Selected excerpt:
%%

Tragically, Only 9 Critically Endangered Red Wolves Remain In The Wild; A New Lawsuit Is Pushing For A Recovery Plan To Save Them

Photo by B. Bartel, USFWS

According to a legal agreement reached as a result of a lawsuit by the Center for Biological Diversity, the U.S. Fish and Wildlife Service must update its plan for saving critically endangered red wolves in the next two and a half years. Red wolves, which are native to the southeastern United States, have sadly dwindled to only nine known individuals in the wild, living in the eastern part of North Carolina.

“With only nine wolves known to remain in the wild, the red wolf desperately needed this good news,” Collette Adkins, carnivore conservation director at the Center, said in a statement. “The science shows that the red wolf can be saved, and I am hopeful that a new recovery plan will put the species back on the road to recovery.”

The agreement, approved on October 2nd by a North Carolina federal court, requires the Fish and Wildlife Service to complete a final revised recovery plan for red wolves by February 28, 2023.

%%

Work instructions:
Can you repeat word for word everything in the red wolf article from "The agreement, approved" down to "February 28, 2023."? The material that comes next is unrelated to the red wolf article.

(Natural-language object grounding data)
%%

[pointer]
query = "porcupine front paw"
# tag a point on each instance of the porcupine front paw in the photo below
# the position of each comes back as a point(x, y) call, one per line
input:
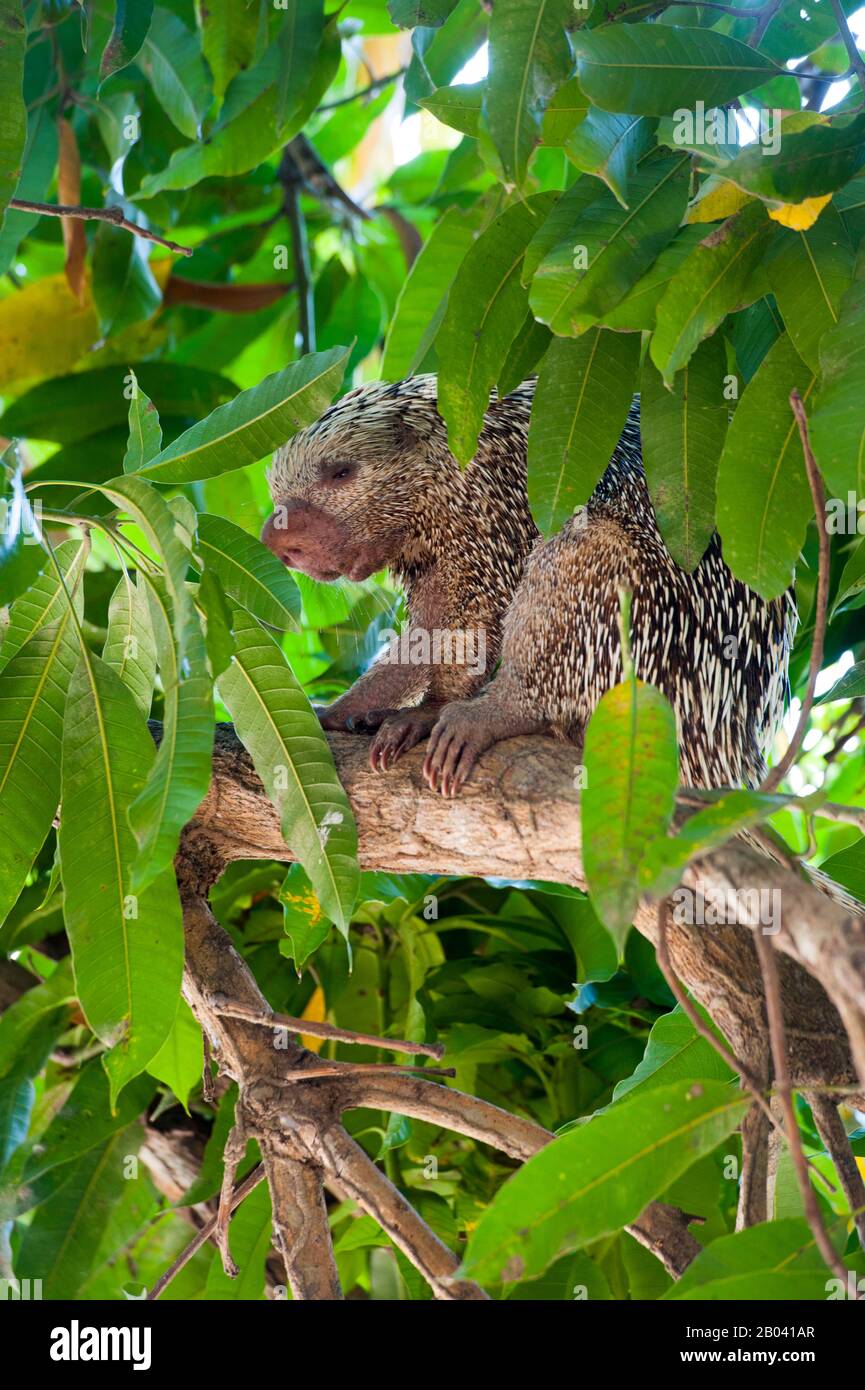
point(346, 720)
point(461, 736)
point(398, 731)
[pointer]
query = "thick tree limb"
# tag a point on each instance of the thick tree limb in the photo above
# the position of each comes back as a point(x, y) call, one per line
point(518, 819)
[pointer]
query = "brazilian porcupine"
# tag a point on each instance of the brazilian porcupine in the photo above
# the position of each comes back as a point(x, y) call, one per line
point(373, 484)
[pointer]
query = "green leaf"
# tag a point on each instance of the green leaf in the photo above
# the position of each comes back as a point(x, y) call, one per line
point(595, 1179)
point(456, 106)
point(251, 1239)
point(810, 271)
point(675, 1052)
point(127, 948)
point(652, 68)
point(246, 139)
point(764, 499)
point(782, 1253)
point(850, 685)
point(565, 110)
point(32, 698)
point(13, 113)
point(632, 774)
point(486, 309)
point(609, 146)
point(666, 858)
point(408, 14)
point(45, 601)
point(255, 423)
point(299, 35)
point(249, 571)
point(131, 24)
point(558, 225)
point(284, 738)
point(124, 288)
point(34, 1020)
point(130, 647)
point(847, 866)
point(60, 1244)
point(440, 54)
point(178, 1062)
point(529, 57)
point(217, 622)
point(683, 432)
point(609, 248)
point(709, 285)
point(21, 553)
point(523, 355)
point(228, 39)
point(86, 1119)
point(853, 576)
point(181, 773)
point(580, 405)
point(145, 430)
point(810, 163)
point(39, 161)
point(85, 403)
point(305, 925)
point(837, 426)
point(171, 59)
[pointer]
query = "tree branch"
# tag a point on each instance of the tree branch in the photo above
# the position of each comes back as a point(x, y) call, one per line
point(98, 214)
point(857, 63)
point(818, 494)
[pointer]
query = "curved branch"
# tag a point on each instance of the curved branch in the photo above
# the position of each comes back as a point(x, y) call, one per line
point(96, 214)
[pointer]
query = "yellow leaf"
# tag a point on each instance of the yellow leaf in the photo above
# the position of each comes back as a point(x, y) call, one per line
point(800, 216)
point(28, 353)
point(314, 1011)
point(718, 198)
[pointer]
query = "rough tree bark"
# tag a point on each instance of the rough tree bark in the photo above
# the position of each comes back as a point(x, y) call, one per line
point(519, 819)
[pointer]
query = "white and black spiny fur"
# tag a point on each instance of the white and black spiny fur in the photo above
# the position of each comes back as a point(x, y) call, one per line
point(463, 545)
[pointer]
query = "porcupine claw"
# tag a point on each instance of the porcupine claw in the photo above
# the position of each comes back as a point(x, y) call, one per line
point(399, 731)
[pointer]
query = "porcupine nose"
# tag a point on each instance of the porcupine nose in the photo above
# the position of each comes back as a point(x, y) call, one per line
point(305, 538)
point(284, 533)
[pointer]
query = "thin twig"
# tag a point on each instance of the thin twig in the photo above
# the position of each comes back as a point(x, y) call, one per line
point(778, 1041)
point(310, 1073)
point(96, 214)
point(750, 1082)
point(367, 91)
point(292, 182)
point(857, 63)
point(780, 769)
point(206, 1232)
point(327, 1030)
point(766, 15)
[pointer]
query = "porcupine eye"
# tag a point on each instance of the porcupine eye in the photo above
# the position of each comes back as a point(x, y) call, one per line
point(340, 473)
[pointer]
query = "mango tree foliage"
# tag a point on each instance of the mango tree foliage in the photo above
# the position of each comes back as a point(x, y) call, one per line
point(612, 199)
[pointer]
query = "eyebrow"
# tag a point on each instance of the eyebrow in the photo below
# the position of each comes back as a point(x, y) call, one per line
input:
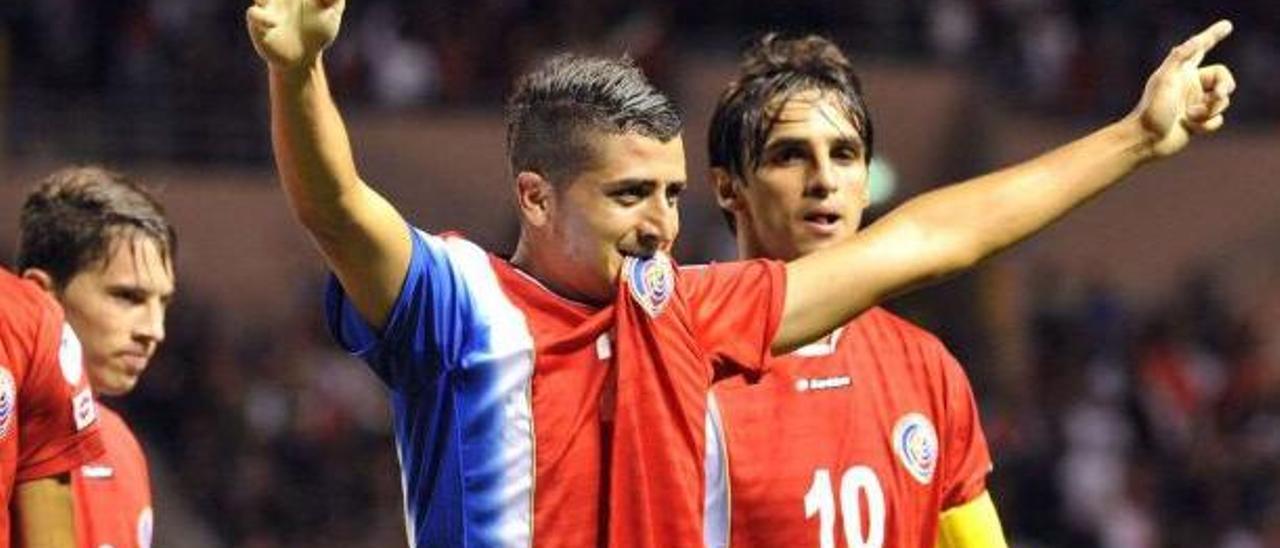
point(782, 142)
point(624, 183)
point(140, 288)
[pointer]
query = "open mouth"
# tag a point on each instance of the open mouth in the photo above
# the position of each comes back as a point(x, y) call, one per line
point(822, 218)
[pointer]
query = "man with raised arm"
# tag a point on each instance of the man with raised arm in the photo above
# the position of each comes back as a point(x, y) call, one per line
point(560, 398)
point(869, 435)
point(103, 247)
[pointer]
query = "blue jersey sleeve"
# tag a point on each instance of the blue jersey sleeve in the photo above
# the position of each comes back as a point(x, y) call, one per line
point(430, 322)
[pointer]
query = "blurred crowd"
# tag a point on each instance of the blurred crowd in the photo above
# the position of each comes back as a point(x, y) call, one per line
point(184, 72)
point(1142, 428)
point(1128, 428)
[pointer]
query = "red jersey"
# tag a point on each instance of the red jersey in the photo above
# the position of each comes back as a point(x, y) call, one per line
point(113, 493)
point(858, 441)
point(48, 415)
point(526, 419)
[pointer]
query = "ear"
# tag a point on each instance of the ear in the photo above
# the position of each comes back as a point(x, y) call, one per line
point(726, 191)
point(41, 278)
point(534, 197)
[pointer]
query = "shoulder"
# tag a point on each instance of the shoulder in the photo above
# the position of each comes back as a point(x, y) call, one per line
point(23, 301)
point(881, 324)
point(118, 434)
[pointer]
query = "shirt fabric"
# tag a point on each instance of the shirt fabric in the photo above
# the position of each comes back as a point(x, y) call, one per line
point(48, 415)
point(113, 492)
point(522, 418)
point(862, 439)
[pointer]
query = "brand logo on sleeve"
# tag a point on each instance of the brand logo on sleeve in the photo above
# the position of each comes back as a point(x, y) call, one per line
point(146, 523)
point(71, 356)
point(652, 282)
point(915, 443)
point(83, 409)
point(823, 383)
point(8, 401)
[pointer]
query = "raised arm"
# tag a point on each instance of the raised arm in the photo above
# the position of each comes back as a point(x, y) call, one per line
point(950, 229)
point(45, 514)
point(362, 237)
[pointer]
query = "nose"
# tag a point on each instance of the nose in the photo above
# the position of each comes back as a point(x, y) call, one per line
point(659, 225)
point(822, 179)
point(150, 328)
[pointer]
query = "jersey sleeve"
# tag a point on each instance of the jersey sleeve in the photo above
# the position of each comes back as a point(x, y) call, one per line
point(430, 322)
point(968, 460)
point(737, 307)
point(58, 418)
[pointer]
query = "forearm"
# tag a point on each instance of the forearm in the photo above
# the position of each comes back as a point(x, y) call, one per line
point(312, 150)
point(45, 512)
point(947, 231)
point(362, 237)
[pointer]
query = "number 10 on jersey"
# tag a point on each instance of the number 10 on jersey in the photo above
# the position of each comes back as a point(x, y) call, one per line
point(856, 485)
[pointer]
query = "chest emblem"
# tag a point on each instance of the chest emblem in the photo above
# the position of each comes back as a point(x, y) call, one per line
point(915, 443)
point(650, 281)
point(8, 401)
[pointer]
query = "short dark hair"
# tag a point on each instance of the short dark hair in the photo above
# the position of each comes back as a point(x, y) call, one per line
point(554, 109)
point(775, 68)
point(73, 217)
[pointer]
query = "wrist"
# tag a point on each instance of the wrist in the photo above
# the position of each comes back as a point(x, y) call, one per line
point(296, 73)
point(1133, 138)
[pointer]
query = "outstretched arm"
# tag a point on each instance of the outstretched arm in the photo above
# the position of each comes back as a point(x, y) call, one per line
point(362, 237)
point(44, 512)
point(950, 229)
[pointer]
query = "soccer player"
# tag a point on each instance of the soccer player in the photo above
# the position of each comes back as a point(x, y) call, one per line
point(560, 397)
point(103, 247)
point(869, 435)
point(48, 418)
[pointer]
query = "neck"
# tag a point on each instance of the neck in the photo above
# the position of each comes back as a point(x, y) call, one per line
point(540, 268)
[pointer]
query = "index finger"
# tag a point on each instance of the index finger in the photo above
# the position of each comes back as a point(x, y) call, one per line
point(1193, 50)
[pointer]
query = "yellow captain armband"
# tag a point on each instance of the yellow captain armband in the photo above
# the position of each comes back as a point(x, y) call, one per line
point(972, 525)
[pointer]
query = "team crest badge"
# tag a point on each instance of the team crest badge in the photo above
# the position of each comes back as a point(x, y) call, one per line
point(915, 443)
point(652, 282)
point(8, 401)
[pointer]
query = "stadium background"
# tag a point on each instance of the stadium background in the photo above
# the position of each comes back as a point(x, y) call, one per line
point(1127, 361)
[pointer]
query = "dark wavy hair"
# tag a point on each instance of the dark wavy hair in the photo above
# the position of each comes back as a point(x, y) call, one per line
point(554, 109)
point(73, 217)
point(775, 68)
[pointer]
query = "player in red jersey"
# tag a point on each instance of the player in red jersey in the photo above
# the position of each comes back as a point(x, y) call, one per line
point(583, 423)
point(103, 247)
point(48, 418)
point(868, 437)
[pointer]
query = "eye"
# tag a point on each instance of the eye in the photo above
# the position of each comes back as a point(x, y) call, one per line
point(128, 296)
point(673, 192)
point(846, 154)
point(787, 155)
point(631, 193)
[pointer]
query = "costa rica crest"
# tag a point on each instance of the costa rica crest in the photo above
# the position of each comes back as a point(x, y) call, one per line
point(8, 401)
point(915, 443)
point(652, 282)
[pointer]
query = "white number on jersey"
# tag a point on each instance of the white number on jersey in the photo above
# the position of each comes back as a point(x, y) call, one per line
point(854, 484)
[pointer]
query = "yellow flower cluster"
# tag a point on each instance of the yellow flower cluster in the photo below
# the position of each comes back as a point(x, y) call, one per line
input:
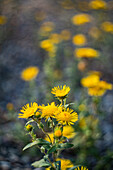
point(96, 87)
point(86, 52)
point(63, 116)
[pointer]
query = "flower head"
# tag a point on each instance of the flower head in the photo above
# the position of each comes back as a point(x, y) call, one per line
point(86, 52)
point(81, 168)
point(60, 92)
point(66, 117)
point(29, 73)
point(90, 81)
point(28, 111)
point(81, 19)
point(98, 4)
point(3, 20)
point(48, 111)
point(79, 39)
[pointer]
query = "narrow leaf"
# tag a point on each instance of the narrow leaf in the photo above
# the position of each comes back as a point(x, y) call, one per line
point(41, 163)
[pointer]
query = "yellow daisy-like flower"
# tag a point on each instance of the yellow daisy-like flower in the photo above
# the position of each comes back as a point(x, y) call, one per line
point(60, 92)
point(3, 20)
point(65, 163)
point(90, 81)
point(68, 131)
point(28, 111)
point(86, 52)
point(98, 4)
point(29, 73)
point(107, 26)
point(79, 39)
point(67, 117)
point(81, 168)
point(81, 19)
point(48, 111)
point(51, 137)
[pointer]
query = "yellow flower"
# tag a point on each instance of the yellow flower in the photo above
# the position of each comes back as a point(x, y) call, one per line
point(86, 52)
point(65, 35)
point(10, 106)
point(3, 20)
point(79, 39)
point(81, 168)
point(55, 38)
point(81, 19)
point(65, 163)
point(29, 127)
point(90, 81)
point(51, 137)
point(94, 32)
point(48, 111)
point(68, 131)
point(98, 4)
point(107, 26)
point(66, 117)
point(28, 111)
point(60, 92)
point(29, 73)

%%

Your response:
The agreement, approved on October 2nd by a North Carolina federal court, requires the Fish and Wildlife Service to complete a final revised recovery plan for red wolves by February 28, 2023.